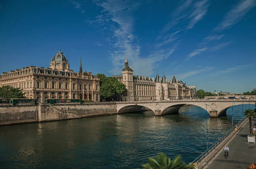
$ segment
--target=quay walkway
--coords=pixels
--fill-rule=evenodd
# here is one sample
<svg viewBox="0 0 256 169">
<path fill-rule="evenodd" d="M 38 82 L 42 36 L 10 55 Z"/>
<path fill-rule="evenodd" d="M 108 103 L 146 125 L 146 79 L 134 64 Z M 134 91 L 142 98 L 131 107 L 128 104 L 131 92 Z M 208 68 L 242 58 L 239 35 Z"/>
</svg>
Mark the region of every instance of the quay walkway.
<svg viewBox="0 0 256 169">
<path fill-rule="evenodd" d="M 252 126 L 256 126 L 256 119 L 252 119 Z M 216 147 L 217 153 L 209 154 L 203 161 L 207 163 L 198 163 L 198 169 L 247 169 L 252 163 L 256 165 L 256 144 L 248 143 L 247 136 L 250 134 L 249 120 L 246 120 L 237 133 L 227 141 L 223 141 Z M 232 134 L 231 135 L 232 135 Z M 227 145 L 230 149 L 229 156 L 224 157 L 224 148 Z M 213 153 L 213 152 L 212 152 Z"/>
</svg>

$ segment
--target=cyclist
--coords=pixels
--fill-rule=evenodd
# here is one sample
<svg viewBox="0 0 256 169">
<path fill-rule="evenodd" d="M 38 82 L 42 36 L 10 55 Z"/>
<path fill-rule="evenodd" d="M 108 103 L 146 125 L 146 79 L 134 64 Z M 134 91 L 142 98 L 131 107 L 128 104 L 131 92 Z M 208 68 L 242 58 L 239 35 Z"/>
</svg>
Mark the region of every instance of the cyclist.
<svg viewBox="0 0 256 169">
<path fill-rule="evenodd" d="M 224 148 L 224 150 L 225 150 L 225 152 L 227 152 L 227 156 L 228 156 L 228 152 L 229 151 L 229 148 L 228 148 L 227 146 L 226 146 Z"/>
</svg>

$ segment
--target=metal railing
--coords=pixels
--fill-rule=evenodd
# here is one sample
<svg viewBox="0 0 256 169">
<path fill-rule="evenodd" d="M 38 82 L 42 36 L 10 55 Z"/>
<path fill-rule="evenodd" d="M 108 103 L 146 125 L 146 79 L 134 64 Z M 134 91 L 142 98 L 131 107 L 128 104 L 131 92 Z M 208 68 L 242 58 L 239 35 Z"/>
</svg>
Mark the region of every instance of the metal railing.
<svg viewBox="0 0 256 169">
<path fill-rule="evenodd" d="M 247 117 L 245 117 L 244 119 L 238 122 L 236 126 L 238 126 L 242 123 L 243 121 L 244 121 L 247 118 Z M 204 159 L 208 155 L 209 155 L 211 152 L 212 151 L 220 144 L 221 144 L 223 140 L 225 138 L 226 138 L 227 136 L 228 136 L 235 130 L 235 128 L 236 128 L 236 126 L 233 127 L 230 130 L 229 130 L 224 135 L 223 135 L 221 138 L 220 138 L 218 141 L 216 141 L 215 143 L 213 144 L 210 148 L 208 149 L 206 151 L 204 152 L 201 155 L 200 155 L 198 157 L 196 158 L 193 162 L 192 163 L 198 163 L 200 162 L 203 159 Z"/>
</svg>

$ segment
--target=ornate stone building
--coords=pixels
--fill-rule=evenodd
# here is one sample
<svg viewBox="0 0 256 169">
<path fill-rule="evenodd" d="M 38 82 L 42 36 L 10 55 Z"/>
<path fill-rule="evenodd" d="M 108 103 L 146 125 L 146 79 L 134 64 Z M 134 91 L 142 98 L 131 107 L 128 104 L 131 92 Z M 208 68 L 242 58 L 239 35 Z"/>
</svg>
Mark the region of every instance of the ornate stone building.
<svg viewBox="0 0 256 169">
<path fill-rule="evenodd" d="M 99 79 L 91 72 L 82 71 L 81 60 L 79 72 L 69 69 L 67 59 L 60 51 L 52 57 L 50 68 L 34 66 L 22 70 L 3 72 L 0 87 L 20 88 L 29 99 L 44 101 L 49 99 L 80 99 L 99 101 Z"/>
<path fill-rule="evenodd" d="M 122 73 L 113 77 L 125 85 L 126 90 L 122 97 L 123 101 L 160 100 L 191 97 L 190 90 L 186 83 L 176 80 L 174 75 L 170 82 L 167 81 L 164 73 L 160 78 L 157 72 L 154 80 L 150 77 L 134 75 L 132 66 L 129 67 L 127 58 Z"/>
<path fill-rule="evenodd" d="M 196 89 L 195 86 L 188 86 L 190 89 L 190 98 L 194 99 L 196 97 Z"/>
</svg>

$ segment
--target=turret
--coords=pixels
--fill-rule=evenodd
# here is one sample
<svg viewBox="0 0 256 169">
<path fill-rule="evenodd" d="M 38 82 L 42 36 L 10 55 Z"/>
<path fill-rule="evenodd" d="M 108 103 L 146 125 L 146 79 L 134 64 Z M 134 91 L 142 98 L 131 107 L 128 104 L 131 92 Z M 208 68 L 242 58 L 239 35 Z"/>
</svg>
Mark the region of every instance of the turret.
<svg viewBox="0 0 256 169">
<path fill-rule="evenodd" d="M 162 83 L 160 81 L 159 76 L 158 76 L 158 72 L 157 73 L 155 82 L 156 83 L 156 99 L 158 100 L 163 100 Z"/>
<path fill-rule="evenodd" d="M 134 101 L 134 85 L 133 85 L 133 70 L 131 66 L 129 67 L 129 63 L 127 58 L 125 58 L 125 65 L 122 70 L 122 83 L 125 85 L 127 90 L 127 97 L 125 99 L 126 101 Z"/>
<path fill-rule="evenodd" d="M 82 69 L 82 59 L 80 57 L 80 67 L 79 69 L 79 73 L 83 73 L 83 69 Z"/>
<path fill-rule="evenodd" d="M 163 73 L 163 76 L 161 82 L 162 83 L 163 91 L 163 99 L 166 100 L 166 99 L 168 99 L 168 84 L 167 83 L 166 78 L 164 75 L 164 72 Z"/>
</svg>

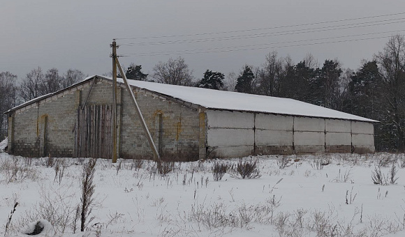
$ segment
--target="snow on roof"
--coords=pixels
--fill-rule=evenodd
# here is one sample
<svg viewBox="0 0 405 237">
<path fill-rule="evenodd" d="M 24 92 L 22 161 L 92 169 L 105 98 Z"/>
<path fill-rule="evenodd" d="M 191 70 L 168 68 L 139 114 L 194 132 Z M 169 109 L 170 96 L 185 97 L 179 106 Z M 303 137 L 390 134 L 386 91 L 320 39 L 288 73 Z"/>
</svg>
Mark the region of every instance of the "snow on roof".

*Goal of the exercise*. Count the lines in the rows above that contain the word "stone". Reply with the number alone.

*Result of the task*. 2